**** DATA RECORDS
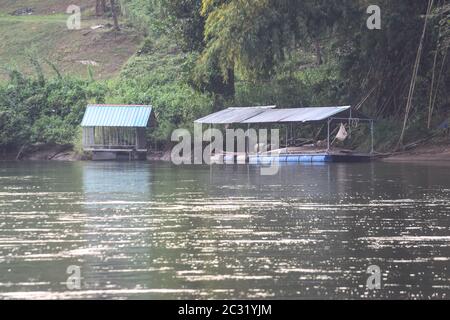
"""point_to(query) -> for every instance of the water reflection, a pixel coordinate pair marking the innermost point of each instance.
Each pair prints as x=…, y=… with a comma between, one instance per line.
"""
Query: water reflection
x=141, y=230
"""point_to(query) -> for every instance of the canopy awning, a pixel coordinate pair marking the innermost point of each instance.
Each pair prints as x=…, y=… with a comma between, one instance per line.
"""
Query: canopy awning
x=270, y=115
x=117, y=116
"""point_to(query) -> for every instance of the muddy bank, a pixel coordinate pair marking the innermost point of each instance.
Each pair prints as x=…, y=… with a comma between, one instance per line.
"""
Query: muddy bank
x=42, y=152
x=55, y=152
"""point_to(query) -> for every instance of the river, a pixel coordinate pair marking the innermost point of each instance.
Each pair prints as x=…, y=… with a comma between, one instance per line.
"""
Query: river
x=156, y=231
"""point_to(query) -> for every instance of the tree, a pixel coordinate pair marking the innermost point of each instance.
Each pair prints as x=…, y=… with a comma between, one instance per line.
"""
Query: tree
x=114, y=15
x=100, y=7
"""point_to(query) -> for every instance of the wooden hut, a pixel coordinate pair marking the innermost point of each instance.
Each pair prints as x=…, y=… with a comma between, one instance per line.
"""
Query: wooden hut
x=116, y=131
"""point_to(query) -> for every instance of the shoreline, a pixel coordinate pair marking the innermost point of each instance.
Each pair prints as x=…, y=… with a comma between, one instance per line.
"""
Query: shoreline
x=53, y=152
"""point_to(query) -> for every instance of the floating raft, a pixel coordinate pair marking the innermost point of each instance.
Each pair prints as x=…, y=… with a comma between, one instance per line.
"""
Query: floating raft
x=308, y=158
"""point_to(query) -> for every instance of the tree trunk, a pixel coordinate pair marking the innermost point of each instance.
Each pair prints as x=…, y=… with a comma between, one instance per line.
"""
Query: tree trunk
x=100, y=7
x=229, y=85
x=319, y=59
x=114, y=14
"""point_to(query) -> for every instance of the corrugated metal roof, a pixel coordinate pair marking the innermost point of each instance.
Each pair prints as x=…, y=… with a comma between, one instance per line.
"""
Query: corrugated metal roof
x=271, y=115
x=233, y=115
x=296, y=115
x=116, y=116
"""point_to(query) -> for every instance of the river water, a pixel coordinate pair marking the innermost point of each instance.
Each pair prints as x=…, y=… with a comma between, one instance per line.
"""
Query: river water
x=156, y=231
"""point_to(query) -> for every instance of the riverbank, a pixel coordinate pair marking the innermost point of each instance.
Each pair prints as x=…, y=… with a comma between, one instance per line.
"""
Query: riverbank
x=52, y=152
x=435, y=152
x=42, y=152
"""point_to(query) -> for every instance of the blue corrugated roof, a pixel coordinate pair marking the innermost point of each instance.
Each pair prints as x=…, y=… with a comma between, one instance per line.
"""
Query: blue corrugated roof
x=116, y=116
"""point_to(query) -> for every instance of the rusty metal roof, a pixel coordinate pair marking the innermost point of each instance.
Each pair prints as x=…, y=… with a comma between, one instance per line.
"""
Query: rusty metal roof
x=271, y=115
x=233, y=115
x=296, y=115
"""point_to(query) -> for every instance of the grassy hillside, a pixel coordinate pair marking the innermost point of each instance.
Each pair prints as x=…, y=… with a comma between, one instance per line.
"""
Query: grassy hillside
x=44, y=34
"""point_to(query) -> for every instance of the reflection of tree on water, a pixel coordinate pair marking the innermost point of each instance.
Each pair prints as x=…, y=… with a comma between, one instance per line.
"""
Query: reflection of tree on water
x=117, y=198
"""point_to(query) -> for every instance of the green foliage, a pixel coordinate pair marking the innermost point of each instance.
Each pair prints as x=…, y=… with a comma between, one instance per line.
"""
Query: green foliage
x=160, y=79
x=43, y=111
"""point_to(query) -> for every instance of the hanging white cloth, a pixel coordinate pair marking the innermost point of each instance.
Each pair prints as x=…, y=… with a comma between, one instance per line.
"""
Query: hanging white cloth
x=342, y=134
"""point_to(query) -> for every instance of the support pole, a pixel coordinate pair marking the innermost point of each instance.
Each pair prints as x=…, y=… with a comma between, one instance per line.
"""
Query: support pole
********
GOAL OF THE EXERCISE: The answer must consist of the entries above, reproduced word for word, without any pictures.

RESPONSE:
"""point_to(query) -> for every instance of the water reflection, a pixel coordinate pair marking the innermost point of each instance.
Each pair prints as x=…, y=… with a comma between, one instance per line.
"""
Query: water reflection
x=141, y=230
"""point_to(query) -> for every instance of the canopy awning, a pixel coordinate pair marking the innermost point of each instance.
Each pair prints as x=…, y=… with a comma between, one instance per line.
"""
Query: canopy awning
x=270, y=115
x=117, y=116
"""point_to(query) -> for every instance of the muddy bank, a pixel coordinate pair marking the innermost point of each instance.
Each pair prints as x=…, y=… with a comma between, one instance per line.
"""
Query: muddy bank
x=42, y=152
x=55, y=152
"""point_to(query) -> for every instance of the river, a pixel coordinate pair marking the innermost point of each instance.
Each pair prints as x=…, y=… with a comma between, one instance per line.
"""
Query: river
x=156, y=231
"""point_to(query) -> for every instance of the tree, a pixel coordinate pair marking the innermost point of each instance.
Each pair prints as x=…, y=… with a comma between, one instance per line.
"""
Query: tree
x=114, y=15
x=100, y=7
"""point_to(query) -> for every instance of the wooden hut, a pixel coordinate pair marking the innermost point of each instance.
Each pair prints as x=…, y=… with a comma between, one instance per line.
"""
Query: wooden hut
x=116, y=131
"""point_to(query) -> for every instance of the shoreline, a pixel coordinate pair marking the innermost point of each instance.
Each pair prints as x=…, y=… with a comma between, one instance per line.
"""
Query: shoreline
x=53, y=152
"""point_to(query) -> for every instance of the floating raft, a pixel coordinate pair marking the innermost point of each instance.
Each pair prints as x=…, y=… with a comma between, one instance per line.
"""
Query: floating raft
x=308, y=158
"""point_to(query) -> for every instance of the tree trunk, a pixel coordinate pair marking the innermost point of each instance.
Each pair prints as x=…, y=… with a comma between, one instance per line.
"""
Query: tree trunk
x=100, y=7
x=229, y=85
x=319, y=59
x=114, y=14
"""point_to(query) -> for every instance of the corrugated metal roof, a pixel coordinate pair marking the innermost point of each instance.
Each pair prints as x=…, y=… with a comma between, one instance per line.
"""
Query: corrugated metal roof
x=271, y=115
x=233, y=115
x=296, y=115
x=116, y=116
"""point_to(query) -> for every instance of the river water, a pixel coordinate pair marking the innermost point of each instance.
Each pair prints as x=…, y=… with a comma between, one instance per line.
"""
Query: river water
x=156, y=231
"""point_to(query) -> for every instance of the riverbank, a pixel coordinate pair marking the innermost point of each instance.
Each pair prints as x=…, y=… with a comma between, one instance per line.
"""
Query: riverbank
x=52, y=152
x=435, y=152
x=42, y=152
"""point_to(query) -> for every instance of the blue corrugated roof, a pixel coordinate pair marking the innermost point of each instance.
Each pair prints as x=…, y=… with a comma between, one instance per line.
"""
Query: blue corrugated roof
x=116, y=116
"""point_to(query) -> for every instance of the rusty metal roof, a pixel coordinate pair marking the innermost point of each instance.
Each pair prints as x=…, y=… with a comma between, one instance per line.
"""
Query: rusty metal roof
x=271, y=115
x=233, y=115
x=296, y=115
"""point_to(query) -> for every instance of the grassy hillside, a pixel coordinate pair marking the innermost point of each instance.
Each pair prints as x=…, y=… with a comma between, one instance per line.
"""
Query: grassy hillside
x=44, y=34
"""point_to(query) -> for every instance of the reflection of tree on water, a pixel coordinate pair marking the innermost point of each instance.
Each pair prints as x=…, y=… with a comma between, one instance per line.
"""
Query: reflection of tree on water
x=117, y=198
"""point_to(query) -> for every instance of the green foliage, a pixel coordinate pair marking the innermost point of each instance.
Each pair prints as x=…, y=… with a comma between, one instance per line.
"""
Query: green foliage
x=160, y=79
x=43, y=111
"""point_to(query) -> for every instance of the hanging white cloth, a pixel coordinate pair marking the innermost point of each instance.
Each pair prints as x=…, y=… with a comma between, one instance per line.
"""
Query: hanging white cloth
x=342, y=134
"""point_to(query) -> for every instance of the support pole, a pixel coordinate pair marking the innermost point of each instance.
Each pair prints as x=…, y=… with a comma between, one instance per line.
"""
Query: support pole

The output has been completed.